◆ **Task brief**: Scan the records below, and wherever a line has the word "screenshot", pull it out.

»»

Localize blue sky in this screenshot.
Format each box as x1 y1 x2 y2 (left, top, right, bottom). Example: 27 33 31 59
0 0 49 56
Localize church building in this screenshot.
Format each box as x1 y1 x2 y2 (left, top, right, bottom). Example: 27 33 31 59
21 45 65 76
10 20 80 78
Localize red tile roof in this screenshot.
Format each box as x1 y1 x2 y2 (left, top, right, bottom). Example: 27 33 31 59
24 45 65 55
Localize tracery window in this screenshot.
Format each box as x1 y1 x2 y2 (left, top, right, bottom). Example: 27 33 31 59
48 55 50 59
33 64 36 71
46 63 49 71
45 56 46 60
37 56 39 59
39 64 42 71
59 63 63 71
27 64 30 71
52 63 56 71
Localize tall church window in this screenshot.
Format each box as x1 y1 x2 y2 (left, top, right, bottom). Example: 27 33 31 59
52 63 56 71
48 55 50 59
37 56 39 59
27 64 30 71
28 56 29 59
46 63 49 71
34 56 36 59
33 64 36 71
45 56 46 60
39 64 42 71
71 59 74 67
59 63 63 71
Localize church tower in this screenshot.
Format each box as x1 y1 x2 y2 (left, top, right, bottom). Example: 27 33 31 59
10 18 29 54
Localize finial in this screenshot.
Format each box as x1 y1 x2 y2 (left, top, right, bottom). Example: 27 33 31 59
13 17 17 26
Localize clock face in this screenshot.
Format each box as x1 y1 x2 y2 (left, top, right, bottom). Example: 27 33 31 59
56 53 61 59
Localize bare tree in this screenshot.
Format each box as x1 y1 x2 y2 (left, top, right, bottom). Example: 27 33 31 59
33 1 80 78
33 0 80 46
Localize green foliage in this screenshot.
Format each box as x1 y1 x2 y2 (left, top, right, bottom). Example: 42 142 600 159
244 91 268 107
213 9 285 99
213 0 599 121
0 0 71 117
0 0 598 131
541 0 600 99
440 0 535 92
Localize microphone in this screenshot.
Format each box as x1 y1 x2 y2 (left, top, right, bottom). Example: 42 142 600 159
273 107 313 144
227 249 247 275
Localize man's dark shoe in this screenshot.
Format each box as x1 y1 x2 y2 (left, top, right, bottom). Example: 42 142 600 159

««

◆ **The completed task**:
Localize blue sky in this screenshot.
Localize church building in this screenshot.
Localize red tile roof in this screenshot.
Localize tracery window in this screenshot.
Localize tall church window in this screenshot.
Localize church tower in this screenshot.
Localize finial in this screenshot.
Localize clock face in this screenshot.
Localize bare tree in this screenshot.
Localize green foliage in this screenshot.
Localize microphone in this screenshot.
Localize man's dark shoe in this screenshot.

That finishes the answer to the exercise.